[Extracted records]
◇ ◇ ◇ ◇ ◇ ◇ ◇

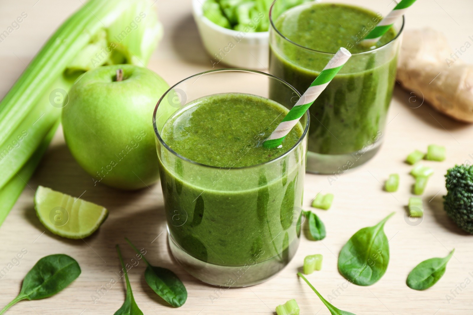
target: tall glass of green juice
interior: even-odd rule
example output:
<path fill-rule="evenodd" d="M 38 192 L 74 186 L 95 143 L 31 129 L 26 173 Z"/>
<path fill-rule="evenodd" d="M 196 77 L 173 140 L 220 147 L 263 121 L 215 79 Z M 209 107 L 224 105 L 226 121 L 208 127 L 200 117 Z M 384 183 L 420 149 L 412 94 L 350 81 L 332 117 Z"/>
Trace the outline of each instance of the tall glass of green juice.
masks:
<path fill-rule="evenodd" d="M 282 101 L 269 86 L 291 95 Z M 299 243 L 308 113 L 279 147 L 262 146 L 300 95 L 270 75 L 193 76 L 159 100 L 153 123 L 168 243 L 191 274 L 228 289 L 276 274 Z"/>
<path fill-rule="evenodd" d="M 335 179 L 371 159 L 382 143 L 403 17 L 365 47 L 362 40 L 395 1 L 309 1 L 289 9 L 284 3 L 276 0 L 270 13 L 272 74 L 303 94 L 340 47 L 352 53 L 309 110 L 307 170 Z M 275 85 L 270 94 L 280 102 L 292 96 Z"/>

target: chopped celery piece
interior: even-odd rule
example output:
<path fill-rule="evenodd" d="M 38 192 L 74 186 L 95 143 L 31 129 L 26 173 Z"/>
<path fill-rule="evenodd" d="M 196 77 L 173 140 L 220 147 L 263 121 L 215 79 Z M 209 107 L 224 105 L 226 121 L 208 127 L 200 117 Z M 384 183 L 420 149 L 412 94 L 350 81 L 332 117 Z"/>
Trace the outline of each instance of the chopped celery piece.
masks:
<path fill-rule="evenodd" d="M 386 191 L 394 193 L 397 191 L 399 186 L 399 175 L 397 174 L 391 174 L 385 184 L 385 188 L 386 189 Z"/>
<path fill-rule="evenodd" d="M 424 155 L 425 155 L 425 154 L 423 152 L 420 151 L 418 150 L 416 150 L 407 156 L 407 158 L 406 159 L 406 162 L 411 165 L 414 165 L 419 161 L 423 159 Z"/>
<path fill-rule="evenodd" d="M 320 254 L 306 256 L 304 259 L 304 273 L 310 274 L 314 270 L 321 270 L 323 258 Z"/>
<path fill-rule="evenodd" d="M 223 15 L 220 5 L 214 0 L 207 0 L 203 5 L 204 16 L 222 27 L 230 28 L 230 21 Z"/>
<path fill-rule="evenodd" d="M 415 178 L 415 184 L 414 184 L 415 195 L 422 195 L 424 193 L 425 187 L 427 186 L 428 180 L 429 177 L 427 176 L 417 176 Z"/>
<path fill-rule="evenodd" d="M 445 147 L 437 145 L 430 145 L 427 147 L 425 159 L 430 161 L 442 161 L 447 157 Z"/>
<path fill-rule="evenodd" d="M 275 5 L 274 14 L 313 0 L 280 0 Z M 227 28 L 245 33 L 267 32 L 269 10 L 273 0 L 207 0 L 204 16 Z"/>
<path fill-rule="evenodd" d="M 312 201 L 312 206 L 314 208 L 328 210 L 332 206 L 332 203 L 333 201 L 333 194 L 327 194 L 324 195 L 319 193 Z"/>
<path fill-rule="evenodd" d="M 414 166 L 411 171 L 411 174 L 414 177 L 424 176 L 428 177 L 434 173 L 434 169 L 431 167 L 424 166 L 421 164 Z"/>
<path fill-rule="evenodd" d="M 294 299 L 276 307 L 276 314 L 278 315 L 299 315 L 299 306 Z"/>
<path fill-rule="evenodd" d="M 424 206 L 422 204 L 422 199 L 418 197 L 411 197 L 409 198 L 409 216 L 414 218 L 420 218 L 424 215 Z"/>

◇ ◇ ◇ ◇ ◇ ◇ ◇

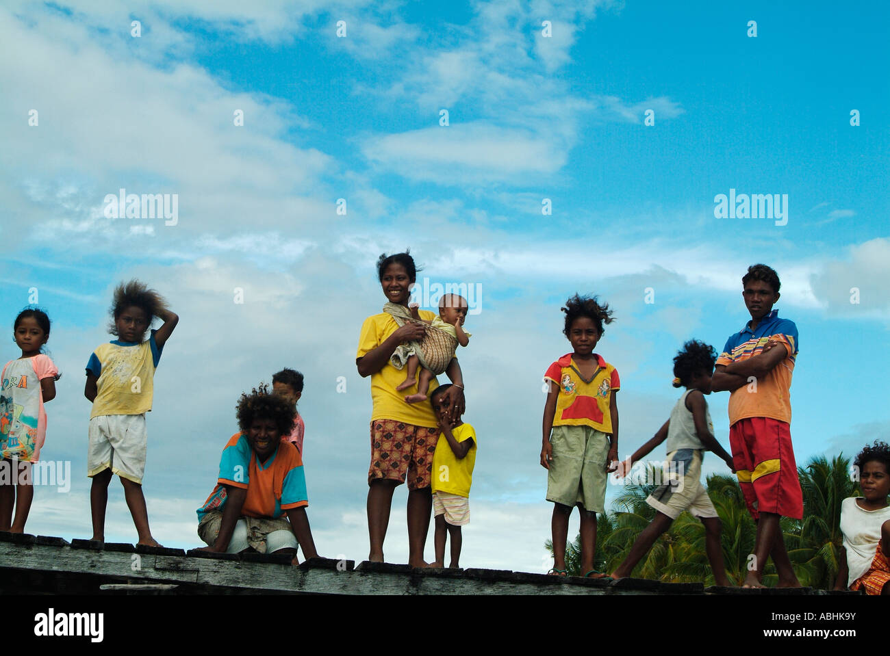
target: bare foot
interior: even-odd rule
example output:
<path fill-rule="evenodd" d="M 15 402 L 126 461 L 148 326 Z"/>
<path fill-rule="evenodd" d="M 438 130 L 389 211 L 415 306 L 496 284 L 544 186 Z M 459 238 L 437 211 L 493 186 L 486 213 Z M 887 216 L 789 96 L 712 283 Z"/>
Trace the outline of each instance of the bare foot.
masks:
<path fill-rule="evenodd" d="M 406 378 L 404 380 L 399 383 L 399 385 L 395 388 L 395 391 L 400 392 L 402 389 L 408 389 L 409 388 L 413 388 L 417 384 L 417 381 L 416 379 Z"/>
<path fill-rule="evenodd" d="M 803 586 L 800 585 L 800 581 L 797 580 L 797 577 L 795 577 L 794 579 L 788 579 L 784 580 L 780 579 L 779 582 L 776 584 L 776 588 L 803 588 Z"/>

◇ ◇ ◇ ◇ ◇ ◇ ◇

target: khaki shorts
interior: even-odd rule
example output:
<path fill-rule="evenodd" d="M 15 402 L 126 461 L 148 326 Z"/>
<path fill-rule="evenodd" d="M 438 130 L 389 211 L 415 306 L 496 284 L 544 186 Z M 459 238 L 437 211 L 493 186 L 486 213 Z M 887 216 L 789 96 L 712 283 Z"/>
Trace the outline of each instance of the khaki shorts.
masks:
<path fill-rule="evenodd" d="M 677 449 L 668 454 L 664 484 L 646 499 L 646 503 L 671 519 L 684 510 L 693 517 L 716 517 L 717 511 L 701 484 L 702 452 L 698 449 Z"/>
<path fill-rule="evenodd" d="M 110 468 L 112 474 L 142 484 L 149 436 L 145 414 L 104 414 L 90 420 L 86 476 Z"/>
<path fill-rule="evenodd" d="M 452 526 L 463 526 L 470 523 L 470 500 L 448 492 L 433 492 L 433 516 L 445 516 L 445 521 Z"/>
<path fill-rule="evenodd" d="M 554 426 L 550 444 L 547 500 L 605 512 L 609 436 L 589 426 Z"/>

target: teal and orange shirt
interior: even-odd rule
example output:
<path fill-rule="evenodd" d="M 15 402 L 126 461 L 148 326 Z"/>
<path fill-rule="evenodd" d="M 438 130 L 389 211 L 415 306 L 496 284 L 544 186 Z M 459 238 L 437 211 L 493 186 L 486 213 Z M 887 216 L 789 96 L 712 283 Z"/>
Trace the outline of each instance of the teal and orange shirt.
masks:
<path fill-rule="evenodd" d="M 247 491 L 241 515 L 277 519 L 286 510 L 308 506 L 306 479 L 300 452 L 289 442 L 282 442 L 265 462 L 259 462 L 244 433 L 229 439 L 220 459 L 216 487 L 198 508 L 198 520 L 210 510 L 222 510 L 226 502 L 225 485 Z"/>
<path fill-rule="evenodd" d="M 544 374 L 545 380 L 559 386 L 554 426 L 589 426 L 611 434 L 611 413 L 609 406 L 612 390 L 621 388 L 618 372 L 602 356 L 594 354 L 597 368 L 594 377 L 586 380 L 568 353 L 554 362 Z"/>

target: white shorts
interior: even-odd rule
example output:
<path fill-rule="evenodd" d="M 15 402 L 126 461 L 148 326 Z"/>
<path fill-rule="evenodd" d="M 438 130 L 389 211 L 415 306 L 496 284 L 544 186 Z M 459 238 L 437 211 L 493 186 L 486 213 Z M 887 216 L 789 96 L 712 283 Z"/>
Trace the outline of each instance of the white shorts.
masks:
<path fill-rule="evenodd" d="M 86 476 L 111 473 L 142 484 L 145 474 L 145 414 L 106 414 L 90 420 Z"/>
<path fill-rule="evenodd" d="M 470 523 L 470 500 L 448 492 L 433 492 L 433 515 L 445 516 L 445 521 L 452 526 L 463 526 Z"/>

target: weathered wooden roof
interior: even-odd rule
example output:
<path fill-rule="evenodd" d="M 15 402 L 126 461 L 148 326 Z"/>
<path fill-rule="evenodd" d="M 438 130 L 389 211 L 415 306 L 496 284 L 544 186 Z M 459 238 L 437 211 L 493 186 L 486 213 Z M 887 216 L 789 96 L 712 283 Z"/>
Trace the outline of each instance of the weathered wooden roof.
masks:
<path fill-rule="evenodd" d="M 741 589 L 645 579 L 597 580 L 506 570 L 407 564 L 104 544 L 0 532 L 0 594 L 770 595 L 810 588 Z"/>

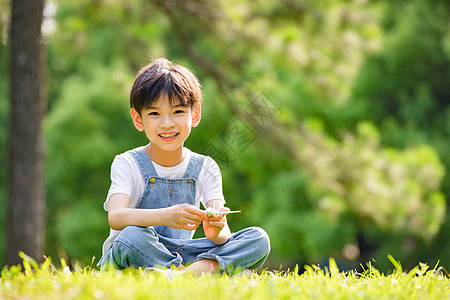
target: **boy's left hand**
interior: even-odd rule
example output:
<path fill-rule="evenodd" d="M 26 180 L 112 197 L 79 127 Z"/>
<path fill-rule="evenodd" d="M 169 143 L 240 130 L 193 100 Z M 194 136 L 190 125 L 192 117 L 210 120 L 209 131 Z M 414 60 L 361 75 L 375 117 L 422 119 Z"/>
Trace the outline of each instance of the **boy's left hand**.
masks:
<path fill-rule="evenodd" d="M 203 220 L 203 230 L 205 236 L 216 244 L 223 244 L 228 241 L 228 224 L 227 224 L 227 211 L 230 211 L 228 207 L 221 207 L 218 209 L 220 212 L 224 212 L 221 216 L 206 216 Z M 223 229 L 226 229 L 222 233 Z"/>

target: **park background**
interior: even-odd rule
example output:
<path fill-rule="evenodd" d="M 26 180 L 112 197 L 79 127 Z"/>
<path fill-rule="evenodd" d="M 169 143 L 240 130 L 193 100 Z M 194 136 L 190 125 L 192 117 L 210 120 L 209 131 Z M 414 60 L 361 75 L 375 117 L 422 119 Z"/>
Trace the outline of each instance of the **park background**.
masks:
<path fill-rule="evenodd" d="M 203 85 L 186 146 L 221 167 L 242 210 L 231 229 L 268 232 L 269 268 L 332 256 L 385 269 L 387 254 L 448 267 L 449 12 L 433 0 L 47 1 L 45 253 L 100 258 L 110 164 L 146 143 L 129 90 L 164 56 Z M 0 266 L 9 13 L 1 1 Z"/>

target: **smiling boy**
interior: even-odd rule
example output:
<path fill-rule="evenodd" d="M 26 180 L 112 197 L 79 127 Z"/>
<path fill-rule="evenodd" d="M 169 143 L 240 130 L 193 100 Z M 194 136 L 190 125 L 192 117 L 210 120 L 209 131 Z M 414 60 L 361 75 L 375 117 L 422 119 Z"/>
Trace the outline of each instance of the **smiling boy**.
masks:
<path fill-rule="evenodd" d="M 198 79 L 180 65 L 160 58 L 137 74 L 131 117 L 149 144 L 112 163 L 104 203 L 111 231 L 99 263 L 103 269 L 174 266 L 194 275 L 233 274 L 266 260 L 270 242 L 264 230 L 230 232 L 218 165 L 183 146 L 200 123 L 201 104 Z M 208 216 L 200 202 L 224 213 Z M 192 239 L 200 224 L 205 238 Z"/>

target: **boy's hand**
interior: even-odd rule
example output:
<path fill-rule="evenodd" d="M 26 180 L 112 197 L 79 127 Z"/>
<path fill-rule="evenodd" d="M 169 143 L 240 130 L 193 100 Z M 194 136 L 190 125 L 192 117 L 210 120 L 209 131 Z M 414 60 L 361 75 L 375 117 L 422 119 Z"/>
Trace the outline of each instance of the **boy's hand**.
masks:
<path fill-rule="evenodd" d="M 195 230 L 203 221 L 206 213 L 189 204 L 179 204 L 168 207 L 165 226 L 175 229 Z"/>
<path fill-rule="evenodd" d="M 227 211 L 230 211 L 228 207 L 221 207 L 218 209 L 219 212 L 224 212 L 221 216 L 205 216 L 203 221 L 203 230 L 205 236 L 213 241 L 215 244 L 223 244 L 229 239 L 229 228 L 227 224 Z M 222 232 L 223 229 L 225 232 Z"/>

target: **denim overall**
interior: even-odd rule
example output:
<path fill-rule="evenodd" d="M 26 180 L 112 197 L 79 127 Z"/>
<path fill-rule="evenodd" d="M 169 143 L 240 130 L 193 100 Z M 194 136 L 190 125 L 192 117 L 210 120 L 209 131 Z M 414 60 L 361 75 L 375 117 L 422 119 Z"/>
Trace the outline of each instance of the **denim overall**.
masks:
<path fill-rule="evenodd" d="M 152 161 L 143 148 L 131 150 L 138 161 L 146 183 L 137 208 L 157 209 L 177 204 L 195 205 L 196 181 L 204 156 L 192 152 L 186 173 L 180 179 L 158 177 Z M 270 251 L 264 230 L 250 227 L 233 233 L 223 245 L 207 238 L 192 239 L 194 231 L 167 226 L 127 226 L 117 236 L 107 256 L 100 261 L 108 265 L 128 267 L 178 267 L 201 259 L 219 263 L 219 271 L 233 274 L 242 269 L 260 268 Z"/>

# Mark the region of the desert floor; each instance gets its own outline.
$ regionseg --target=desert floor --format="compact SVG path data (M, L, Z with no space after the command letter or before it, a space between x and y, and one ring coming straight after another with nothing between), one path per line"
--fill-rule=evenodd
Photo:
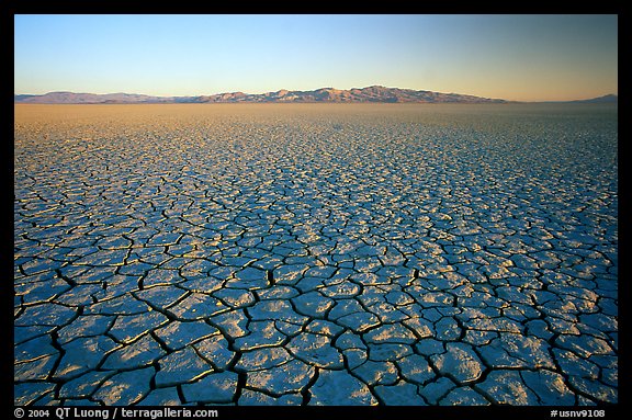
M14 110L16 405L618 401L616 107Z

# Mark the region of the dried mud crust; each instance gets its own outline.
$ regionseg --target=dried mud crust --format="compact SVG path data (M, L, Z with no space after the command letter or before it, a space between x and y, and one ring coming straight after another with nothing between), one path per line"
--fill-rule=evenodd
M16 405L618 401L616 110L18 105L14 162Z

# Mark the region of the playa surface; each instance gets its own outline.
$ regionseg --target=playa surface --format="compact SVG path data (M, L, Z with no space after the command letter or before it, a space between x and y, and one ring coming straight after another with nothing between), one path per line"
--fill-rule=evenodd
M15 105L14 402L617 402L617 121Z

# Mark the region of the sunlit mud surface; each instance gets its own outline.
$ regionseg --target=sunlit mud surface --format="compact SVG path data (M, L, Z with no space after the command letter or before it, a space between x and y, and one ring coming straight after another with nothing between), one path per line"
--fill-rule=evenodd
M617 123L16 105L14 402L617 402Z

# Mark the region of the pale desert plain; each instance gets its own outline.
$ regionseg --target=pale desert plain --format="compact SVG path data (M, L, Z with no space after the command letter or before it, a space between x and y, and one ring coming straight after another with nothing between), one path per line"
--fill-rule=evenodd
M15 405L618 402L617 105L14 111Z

◇ ◇ ◇ ◇ ◇ ◇ ◇

# Your instructions
Please arrange the lines from the one containing "target: tall glass of green juice" through the one containing "335 179 L 371", both included, as a numbered list, leaving out any blank lines.

# Exercise response
1. target: tall glass of green juice
2. interior: even-odd rule
3. example output:
4. <path fill-rule="evenodd" d="M 38 192 L 74 186 L 95 143 L 31 129 L 26 173 Z"/>
5. <path fill-rule="evenodd" d="M 196 77 L 173 140 L 220 147 L 263 121 L 215 79 Z M 209 107 L 224 105 L 226 121 L 208 127 L 200 117 Z M 384 183 L 420 149 L 412 94 L 350 81 L 332 117 Z"/>
6. Trace the outline of each instance of the tall glass of green juice.
7. masks:
8. <path fill-rule="evenodd" d="M 282 101 L 269 86 L 291 95 Z M 299 243 L 308 113 L 279 147 L 262 146 L 300 95 L 270 75 L 193 76 L 159 100 L 153 123 L 168 243 L 191 274 L 228 289 L 276 274 Z"/>
9. <path fill-rule="evenodd" d="M 335 179 L 371 159 L 382 143 L 403 17 L 365 47 L 362 40 L 395 1 L 309 1 L 289 9 L 284 3 L 276 0 L 270 13 L 272 74 L 303 94 L 340 47 L 352 53 L 309 110 L 307 170 Z M 275 85 L 270 94 L 280 102 L 292 96 Z"/>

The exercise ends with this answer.